(Data items)
....................

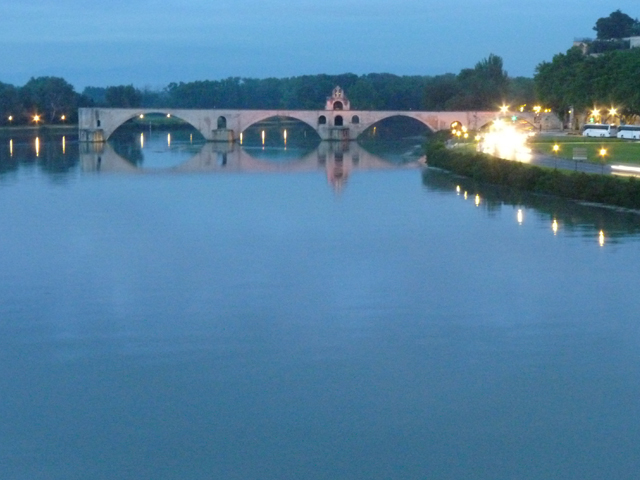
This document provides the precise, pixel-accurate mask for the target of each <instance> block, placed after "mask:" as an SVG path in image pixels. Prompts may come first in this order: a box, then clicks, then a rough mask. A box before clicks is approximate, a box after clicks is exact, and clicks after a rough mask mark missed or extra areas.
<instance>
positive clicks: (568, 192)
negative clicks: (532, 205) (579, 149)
mask: <svg viewBox="0 0 640 480" xmlns="http://www.w3.org/2000/svg"><path fill="white" fill-rule="evenodd" d="M426 154H427V164H428V165H429V166H430V167H437V168H441V169H443V170H448V171H450V172H452V173H455V174H458V175H462V176H465V177H469V178H471V179H473V180H474V181H477V182H480V183H486V184H493V185H503V186H507V187H510V188H513V189H514V190H519V191H525V192H533V193H540V194H546V195H555V196H558V197H565V198H571V199H574V200H580V201H584V202H593V203H602V204H607V205H614V206H618V207H625V208H632V209H640V181H639V180H637V179H635V178H627V177H615V176H610V175H595V174H587V173H582V172H572V171H563V170H556V169H551V168H544V167H538V166H535V165H529V164H524V163H521V162H514V161H510V160H502V159H500V158H495V157H492V156H490V155H486V154H483V153H478V152H475V151H472V150H470V149H466V148H458V149H450V148H446V146H445V144H444V141H443V139H442V137H439V136H434V137H433V138H432V139H431V140H430V141H428V142H427V145H426Z"/></svg>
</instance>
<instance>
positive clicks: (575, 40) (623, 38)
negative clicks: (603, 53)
mask: <svg viewBox="0 0 640 480" xmlns="http://www.w3.org/2000/svg"><path fill="white" fill-rule="evenodd" d="M573 46H574V47H578V48H579V49H580V50H582V53H583V54H584V55H594V56H596V55H600V54H602V53H605V52H611V51H614V50H629V49H631V48H638V47H640V36H637V37H626V38H612V39H610V40H594V39H593V38H576V39H574V40H573Z"/></svg>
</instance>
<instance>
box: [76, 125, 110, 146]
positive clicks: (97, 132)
mask: <svg viewBox="0 0 640 480" xmlns="http://www.w3.org/2000/svg"><path fill="white" fill-rule="evenodd" d="M78 140H79V141H80V142H87V143H103V142H104V141H105V140H106V139H105V138H104V131H103V130H102V129H101V128H97V129H93V128H81V129H79V130H78Z"/></svg>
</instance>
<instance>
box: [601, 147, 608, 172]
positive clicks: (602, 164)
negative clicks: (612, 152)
mask: <svg viewBox="0 0 640 480" xmlns="http://www.w3.org/2000/svg"><path fill="white" fill-rule="evenodd" d="M599 153H600V161H601V162H602V173H604V162H605V160H604V158H605V156H606V155H607V149H606V148H601V149H600V152H599Z"/></svg>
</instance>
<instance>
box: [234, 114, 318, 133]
mask: <svg viewBox="0 0 640 480" xmlns="http://www.w3.org/2000/svg"><path fill="white" fill-rule="evenodd" d="M304 113H307V112H304V111H301V112H292V111H286V112H282V113H280V112H272V111H271V112H269V111H268V112H264V113H262V112H261V114H257V115H252V116H251V118H250V119H249V120H248V121H246V122H245V123H244V124H242V125H241V127H240V132H239V133H242V132H244V131H245V130H246V129H247V128H249V127H251V126H252V125H254V124H256V123H260V122H263V121H265V120H269V119H270V118H292V119H293V120H297V121H299V122H302V123H304V124H305V125H308V126H309V127H311V129H313V130H314V131H316V132H317V131H318V127H317V125H315V120H316V116H315V115H313V116H310V115H308V114H307V115H304ZM301 114H303V115H301ZM321 117H323V115H321V116H320V117H319V118H318V122H319V121H320V118H321ZM325 120H326V117H325Z"/></svg>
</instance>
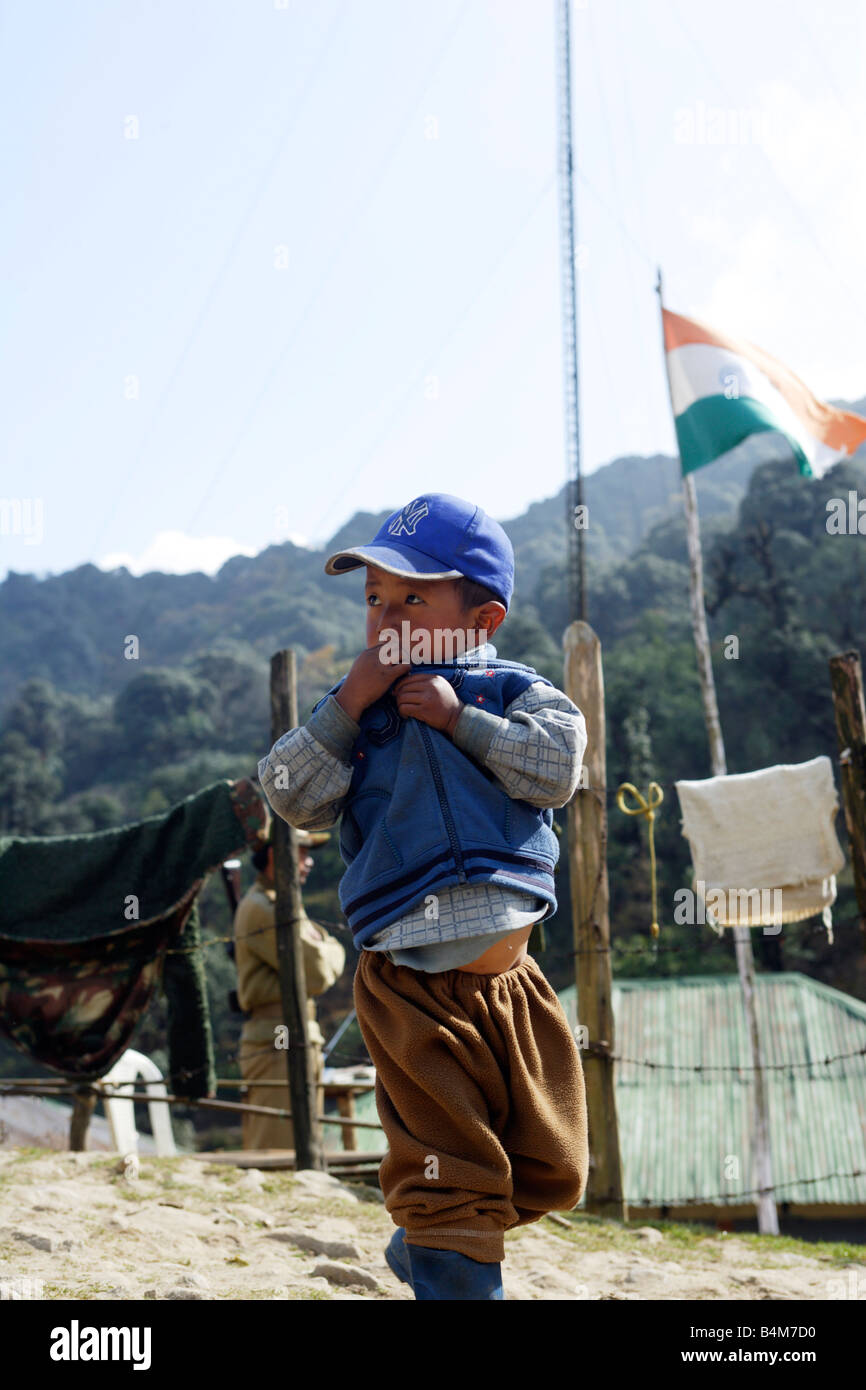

....................

What you have to do ▸
Your task is to set down every entry exactly, leaving out any picture it contains.

Exercise result ▸
This document provides the precise, pixel-accurate mask for the target of each <instance> block, placed after "mask:" as an SVG path in image pixels. Prompts may come first in this order: a box, then clicks, then a rough mask. A box before clicks is approximate, a box after clicks is exact, and clicks after a rough mask mark missed or extra areas.
<instance>
positive clicks: (568, 192)
negative clicks: (532, 205) (579, 149)
mask: <svg viewBox="0 0 640 480" xmlns="http://www.w3.org/2000/svg"><path fill="white" fill-rule="evenodd" d="M426 154H427V164H428V165H429V166H430V167H437V168H441V169H443V170H448V171H450V172H452V173H455V174H458V175H462V176H465V177H469V178H471V179H473V180H474V181H477V182H480V183H486V184H493V185H503V186H507V187H510V188H513V189H514V190H519V191H525V192H533V193H540V194H546V195H555V196H558V197H565V198H571V199H574V200H580V201H584V202H593V203H602V204H607V205H614V206H618V207H625V208H632V209H640V181H639V180H637V179H635V178H627V177H615V176H610V175H595V174H587V173H582V172H572V171H563V170H556V169H551V168H544V167H538V166H535V165H529V164H524V163H521V162H514V161H510V160H502V159H500V158H495V157H492V156H490V155H486V154H483V153H478V152H475V151H472V150H470V149H466V148H458V149H450V148H446V146H445V144H444V141H443V139H442V137H439V136H434V137H433V138H432V139H431V140H430V141H428V142H427V145H426Z"/></svg>
</instance>
<instance>
positive clicks: (575, 40) (623, 38)
negative clicks: (603, 53)
mask: <svg viewBox="0 0 640 480" xmlns="http://www.w3.org/2000/svg"><path fill="white" fill-rule="evenodd" d="M573 46H574V47H578V48H579V49H580V50H582V53H583V54H584V55H594V56H596V55H600V54H602V53H605V52H611V51H614V50H629V49H631V48H638V47H640V36H637V37H626V38H612V39H610V40H594V39H593V38H576V39H574V40H573Z"/></svg>
</instance>
<instance>
box: [76, 125, 110, 146]
positive clicks: (97, 132)
mask: <svg viewBox="0 0 640 480" xmlns="http://www.w3.org/2000/svg"><path fill="white" fill-rule="evenodd" d="M78 140H79V141H80V142H87V143H103V142H104V141H105V140H106V139H105V138H104V131H103V130H102V129H101V128H97V129H93V128H81V129H79V130H78Z"/></svg>
</instance>
<instance>
box: [601, 147, 608, 172]
positive clicks: (602, 164)
negative clicks: (612, 152)
mask: <svg viewBox="0 0 640 480" xmlns="http://www.w3.org/2000/svg"><path fill="white" fill-rule="evenodd" d="M599 153H600V161H601V162H602V173H604V162H605V160H604V158H605V156H606V155H607V149H606V148H601V149H600V152H599Z"/></svg>
</instance>
<instance>
box: [234, 114, 318, 133]
mask: <svg viewBox="0 0 640 480" xmlns="http://www.w3.org/2000/svg"><path fill="white" fill-rule="evenodd" d="M304 113H307V112H304V111H301V112H292V111H286V112H282V113H280V112H272V111H271V112H269V111H268V112H264V113H262V112H261V114H257V115H252V116H251V118H250V119H249V120H248V121H246V122H245V123H244V124H242V125H241V127H240V132H239V133H242V132H244V131H245V130H246V129H247V128H249V127H251V126H252V125H254V124H256V123H260V122H263V121H265V120H269V119H270V118H292V119H293V120H297V121H299V122H302V123H304V124H305V125H308V126H309V127H311V129H313V130H314V131H316V132H317V131H318V127H317V125H315V120H316V116H315V115H313V116H310V115H308V114H307V115H304ZM301 114H303V115H301ZM321 117H323V115H321V116H320V117H319V118H318V122H319V121H320V118H321ZM325 120H326V117H325Z"/></svg>
</instance>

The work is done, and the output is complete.